═════ MATERIALS PROVIDED
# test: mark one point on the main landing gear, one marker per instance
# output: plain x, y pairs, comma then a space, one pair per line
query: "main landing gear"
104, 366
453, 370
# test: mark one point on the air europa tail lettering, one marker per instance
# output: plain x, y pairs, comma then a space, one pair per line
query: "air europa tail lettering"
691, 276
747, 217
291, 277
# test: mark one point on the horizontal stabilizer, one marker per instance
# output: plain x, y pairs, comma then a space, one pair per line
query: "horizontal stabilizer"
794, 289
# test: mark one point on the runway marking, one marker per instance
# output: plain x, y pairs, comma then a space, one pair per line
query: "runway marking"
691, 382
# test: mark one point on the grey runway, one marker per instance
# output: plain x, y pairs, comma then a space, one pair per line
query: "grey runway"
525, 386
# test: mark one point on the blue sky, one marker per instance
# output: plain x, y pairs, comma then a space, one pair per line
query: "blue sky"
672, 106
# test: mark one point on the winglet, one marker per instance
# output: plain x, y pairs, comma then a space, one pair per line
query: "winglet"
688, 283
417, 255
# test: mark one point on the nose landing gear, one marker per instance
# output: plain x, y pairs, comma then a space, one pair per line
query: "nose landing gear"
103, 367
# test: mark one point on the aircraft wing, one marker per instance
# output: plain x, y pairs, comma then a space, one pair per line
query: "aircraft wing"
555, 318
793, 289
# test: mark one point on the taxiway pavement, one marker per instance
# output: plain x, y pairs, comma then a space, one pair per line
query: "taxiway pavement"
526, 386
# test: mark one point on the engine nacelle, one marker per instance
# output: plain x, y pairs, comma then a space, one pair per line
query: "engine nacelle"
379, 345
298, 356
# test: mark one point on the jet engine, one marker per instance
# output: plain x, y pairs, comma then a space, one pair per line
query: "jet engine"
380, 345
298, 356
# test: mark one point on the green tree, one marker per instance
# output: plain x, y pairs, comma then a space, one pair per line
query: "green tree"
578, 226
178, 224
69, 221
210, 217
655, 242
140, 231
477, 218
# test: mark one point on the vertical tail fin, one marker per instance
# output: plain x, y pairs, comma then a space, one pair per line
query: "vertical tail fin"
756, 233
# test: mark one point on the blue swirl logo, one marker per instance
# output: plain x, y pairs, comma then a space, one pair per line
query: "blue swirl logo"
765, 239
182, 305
══════════
— TASK PROMPT —
Reproduce the complete set of lines precisely as supplied.

— WRITTEN SOLUTION —
# test: mark one point on the main landing gear, one marker per instance
# output: plain x, y pairs, comma then a space, one pair per line
query: "main landing gear"
104, 366
453, 370
# test: mark one point on the air europa tail lettering, one marker per instance
# output: plain x, y pairs, comma then a space, one pair per line
query: "air europa tail lettering"
691, 276
747, 217
291, 277
# test: mark one point on the horizontal stabilizer, one marker per instance
# output: plain x, y pairs, comma then a space, one pair per line
query: "horizontal stabilizer"
794, 289
# test: mark one point on the runway marking, one marker per instance
# output: plain x, y pairs, comma then a space, one pair per line
query: "runway marking"
691, 382
# test: mark one point on the grey runway, one marker per instance
# output: plain x, y pairs, comma then a space, one pair per line
query: "grey runway"
525, 386
# test: mark one point on the blue sky, one marker per instance
# output: plain x, y pairs, comma then a space, one pair per line
query: "blue sky"
672, 106
# test: mark one point on the winglet, one marker per instance
# output: plain x, y pairs, comma then a space, one pair per line
query: "winglet"
688, 283
417, 255
# test: mark one point on the nose landing gear, one marker per instance
# output: plain x, y pairs, comma then a space, one pair per line
query: "nose landing gear"
103, 367
# test: mark one point on the aircraft wing, one marker per instance
# output: plain x, y pairs, comma then a space, one pair per line
query: "aircraft wing"
555, 318
793, 289
# test: mark one point on the taxiway pavement, one marker per instance
# output: plain x, y pairs, comma then a space, one pair per line
query: "taxiway pavement"
526, 386
# test: mark one point on the engine nacelle, one marker per instance
# output: plain x, y pairs, comma then a space, one pair per line
query: "engine nacelle"
379, 345
298, 356
# test: mark one point on the jet engine, one marker per instance
# output: plain x, y pairs, comma then a space, one pair per line
query: "jet engine"
380, 345
298, 356
# test: mark one point on the green tree, one marker per instance
# output: plain x, y pairs, comma then a space, one pair per line
query: "green tree"
578, 226
178, 224
69, 221
210, 217
655, 242
140, 231
477, 218
# test: mark one point on the vertical tail fin, one marker per instance
# output: plain x, y pairs, comma then a space, one pair per line
query: "vertical tail fin"
756, 233
# test: mark one point on the blue swirl logo, one marker per instance
# output: plain x, y pairs, comma then a space, one pair per line
query: "blue swirl logo"
765, 239
182, 305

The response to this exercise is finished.